[Records drawn from a dataset]
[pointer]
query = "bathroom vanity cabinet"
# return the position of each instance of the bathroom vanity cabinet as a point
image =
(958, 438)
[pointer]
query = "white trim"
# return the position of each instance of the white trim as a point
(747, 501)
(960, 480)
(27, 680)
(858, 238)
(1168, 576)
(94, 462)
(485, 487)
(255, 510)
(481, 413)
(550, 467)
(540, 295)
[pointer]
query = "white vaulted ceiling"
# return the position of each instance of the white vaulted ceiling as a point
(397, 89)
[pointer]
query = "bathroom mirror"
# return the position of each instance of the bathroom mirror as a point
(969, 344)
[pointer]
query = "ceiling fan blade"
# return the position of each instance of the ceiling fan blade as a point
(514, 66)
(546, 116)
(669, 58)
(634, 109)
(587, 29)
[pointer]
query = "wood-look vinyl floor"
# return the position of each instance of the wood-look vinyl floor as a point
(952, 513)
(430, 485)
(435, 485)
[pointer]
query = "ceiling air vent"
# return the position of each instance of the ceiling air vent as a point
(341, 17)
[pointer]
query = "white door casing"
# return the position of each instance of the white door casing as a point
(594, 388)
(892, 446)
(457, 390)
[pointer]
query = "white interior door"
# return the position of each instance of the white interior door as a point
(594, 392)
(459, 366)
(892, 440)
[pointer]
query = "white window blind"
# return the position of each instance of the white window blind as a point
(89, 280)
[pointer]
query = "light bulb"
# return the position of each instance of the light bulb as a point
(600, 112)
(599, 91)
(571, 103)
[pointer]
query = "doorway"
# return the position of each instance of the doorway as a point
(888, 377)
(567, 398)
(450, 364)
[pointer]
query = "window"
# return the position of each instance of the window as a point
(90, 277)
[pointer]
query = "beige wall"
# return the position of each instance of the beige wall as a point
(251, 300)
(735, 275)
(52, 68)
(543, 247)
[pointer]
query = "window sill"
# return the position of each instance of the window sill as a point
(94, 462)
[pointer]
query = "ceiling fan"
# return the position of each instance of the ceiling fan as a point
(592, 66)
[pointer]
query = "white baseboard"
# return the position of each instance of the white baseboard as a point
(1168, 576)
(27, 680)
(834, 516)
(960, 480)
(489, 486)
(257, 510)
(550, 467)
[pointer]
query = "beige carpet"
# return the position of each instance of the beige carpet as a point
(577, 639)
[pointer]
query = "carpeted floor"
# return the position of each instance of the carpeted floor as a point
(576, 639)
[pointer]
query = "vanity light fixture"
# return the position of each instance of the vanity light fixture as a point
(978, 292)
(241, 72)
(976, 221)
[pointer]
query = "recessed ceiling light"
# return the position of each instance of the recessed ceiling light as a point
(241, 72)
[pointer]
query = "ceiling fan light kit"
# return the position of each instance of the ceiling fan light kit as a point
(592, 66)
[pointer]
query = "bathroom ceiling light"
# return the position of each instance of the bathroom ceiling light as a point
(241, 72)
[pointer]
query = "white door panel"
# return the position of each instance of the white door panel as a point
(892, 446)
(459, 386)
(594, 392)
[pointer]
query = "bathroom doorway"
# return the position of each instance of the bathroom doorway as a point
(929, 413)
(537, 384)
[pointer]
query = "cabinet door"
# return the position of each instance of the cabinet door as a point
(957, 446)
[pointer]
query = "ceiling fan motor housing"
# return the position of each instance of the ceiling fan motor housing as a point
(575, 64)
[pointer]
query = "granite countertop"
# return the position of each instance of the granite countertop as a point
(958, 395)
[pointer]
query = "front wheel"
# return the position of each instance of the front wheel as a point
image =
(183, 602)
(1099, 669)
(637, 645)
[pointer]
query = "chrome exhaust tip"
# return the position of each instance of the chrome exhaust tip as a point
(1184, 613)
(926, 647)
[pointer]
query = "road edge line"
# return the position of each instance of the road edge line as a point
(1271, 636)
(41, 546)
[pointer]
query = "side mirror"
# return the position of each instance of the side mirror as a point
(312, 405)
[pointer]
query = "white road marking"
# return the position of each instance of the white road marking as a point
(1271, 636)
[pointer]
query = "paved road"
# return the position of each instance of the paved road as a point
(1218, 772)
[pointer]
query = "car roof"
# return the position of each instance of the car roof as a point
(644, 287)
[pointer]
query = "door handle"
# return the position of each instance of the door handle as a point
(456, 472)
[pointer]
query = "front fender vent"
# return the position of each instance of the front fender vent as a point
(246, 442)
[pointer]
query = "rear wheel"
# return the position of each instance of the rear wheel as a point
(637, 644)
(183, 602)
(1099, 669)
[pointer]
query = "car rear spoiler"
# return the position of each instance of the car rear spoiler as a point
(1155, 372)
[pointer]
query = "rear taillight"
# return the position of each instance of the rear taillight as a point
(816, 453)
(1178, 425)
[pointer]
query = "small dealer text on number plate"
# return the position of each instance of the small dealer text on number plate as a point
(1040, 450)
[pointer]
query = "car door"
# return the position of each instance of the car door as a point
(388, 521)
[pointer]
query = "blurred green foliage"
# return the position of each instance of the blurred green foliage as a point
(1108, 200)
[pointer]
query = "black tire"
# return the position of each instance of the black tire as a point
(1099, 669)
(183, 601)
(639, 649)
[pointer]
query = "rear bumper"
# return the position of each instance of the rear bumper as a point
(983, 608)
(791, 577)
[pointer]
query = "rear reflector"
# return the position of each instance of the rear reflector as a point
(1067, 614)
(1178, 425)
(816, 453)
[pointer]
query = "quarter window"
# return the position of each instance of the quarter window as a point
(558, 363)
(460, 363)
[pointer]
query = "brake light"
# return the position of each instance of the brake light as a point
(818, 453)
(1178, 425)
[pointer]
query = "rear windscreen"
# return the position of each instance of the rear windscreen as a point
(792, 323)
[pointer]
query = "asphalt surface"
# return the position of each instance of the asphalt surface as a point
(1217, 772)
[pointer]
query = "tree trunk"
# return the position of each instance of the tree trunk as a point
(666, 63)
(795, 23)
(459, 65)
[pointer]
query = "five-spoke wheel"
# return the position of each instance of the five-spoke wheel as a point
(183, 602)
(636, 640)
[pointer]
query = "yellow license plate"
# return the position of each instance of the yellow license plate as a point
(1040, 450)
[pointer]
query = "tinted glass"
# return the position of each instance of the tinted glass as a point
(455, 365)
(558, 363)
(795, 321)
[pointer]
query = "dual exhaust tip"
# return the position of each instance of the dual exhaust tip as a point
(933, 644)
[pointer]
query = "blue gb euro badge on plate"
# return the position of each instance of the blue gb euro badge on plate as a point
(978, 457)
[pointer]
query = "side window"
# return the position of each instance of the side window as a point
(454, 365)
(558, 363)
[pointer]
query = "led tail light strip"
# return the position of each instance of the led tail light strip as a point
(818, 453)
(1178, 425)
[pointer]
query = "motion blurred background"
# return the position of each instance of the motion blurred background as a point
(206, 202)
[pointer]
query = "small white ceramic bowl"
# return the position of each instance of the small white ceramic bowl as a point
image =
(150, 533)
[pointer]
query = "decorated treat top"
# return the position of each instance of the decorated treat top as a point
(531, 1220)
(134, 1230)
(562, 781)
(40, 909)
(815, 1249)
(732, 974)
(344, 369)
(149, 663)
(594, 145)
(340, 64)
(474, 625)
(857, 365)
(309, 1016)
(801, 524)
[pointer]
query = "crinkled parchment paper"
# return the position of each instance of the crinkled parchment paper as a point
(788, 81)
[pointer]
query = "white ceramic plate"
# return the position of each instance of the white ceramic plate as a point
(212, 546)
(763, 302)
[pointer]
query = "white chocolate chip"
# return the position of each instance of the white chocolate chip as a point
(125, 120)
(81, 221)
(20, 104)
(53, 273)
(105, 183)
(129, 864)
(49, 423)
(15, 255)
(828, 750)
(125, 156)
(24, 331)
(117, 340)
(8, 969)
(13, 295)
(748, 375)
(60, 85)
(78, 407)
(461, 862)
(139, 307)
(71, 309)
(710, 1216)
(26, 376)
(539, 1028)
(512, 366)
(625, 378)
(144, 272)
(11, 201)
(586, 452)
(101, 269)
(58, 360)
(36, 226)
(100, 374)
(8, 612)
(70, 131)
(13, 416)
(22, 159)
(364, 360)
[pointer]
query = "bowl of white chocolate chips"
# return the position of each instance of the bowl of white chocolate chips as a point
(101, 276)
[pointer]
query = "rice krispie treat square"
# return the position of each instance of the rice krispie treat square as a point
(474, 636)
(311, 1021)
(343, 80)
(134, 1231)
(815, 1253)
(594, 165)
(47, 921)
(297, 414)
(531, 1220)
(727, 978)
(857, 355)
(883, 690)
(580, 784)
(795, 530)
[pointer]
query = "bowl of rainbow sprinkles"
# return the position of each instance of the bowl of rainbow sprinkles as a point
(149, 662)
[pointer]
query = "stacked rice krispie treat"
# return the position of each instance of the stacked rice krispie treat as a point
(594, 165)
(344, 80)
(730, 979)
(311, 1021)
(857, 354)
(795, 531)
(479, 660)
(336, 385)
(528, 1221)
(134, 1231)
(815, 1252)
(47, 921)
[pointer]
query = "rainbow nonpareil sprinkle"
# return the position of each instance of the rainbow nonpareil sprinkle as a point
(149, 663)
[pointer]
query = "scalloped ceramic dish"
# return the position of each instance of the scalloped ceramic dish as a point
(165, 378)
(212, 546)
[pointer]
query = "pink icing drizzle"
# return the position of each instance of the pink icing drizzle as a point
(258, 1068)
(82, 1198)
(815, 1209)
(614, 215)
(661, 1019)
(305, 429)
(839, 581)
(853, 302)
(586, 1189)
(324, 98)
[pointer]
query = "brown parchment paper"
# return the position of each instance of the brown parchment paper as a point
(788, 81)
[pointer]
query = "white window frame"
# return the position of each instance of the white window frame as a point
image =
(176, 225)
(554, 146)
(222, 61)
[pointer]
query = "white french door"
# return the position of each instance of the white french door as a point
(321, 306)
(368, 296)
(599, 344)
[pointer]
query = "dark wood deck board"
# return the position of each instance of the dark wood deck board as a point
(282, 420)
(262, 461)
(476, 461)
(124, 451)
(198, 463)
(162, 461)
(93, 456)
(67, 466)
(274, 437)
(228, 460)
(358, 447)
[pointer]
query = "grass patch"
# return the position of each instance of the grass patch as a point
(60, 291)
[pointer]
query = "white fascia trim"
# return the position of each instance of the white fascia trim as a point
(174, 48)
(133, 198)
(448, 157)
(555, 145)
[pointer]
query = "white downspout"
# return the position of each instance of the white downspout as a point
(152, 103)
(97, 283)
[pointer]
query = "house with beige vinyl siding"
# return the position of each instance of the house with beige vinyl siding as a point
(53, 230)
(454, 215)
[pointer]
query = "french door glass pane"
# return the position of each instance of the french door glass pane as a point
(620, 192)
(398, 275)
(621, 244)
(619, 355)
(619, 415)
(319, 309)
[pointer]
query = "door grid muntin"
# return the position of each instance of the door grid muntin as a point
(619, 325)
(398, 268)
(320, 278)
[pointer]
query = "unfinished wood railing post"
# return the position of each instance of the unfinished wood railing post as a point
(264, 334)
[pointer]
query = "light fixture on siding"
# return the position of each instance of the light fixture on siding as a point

* EXERCISE OBJECTIVE
Starting at the line that contains "# return the position of each instance of the house", reproduce each line through the end of the records exactly, both ends included.

* RESPONSE TO THIS TASK
# return the position of each instance of the house with beige vinyl siding as a point
(53, 230)
(454, 215)
[pointer]
query = "french door glass pane"
# return the position of each instance of the french door glass pane as a point
(620, 192)
(398, 275)
(621, 244)
(619, 355)
(619, 415)
(319, 309)
[pointer]
query = "door grid muntin"
# return the position of each instance of the door grid muntin as a point
(619, 325)
(398, 268)
(320, 278)
[pointer]
query = "unfinished wood railing post"
# return the position of each instance of the unfinished wood railing post as a point
(264, 334)
[pointer]
query = "light fixture on siding"
# return the position of each instance of the light fixture on siding as a point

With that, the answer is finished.